TASKS TO CARRY OUT
• A. Please summarize the text on the Pakistan Institute for Parliamentary Services in two sentences.
• B. According to the text on the Pakistan Institute for Parliamentary Services, why was the institute formed? Answer in one or two sentences.
• C. Reproduce the part of the text on the Pakistan Institute for Parliamentary Services starting with "The Institute helps" and going on through "legislature in Pakistan.".

DOCUMENT TEXT
◆ ◆ ◆ ◆ ◆ ◆ ◆
Pakistani governmental institution

Pakistan Institute for Parliamentary Services (PIPS) was established in December 2008 by the Parliament of Pakistan and is located in Islamabad. In May 2012, Under Secretary of State for Public Diplomacy and Public Affairs Tara Sonenshine joined U.S. Ambassador Cameron Munter and National Assembly Speaker Dr. Fahmida Mirza, in Islamabad, to celebrate the opening of the Pakistan Institute for Parliamentary Service (PIPS).

The Institute helps and trains the members of the Pakistani parliament and their staff in drafting bills and motions to be introduced in the Parliament of Pakistan. This institute was formed since many newly elected members of the parliament and their staff needed training in the Parliamentary procedures. The institute provides legislative research and for effective strong legislature in Pakistan.
◆ ◆ ◆ ◆ ◆ ◆ ◆
THE DATA

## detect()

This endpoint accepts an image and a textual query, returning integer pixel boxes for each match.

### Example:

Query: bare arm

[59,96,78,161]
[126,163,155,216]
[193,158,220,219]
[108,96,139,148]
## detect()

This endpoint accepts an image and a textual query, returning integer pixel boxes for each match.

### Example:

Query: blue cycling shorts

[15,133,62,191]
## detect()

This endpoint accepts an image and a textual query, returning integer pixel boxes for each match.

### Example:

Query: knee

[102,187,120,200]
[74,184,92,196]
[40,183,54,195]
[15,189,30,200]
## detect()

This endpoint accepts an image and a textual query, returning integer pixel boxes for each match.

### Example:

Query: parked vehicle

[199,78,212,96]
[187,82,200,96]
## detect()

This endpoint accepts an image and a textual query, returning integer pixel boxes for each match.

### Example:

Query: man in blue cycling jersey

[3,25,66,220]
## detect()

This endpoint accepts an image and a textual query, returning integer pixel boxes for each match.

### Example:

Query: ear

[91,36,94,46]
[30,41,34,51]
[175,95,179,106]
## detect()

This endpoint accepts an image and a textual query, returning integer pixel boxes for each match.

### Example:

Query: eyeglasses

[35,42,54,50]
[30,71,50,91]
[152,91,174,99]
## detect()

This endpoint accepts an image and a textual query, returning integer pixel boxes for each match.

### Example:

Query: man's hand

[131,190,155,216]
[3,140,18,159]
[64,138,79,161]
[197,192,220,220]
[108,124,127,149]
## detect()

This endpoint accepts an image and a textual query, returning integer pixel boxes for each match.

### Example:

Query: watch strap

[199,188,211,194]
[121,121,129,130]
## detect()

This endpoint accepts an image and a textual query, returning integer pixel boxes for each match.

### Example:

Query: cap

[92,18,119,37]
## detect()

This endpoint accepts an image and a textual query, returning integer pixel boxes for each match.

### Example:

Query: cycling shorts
◆ ◆ ◆ ◆ ◆ ◆ ◆
EXERCISE SOLUTIONS
• A. The Pakistan Institute for Parliamentary Services was established in December 2008 by the Parliament of Pakistan, is located in Islamabad, and had its opening celebrated there in May 2012. It helps and trains members of the Pakistani parliament and their staff in drafting bills and motions and also provides legislative research.

• B. The institute was formed because many newly elected members of the parliament and their staff needed training in parliamentary procedures.

• C.
The Institute helps and trains the members of the Pakistani parliament and their staff in drafting bills and motions to be introduced in the Parliament of Pakistan. This institute was formed since many newly elected members of the parliament and their staff needed training in the Parliamentary procedures. The institute provides legislative research and for effective strong legislature in Pakistan.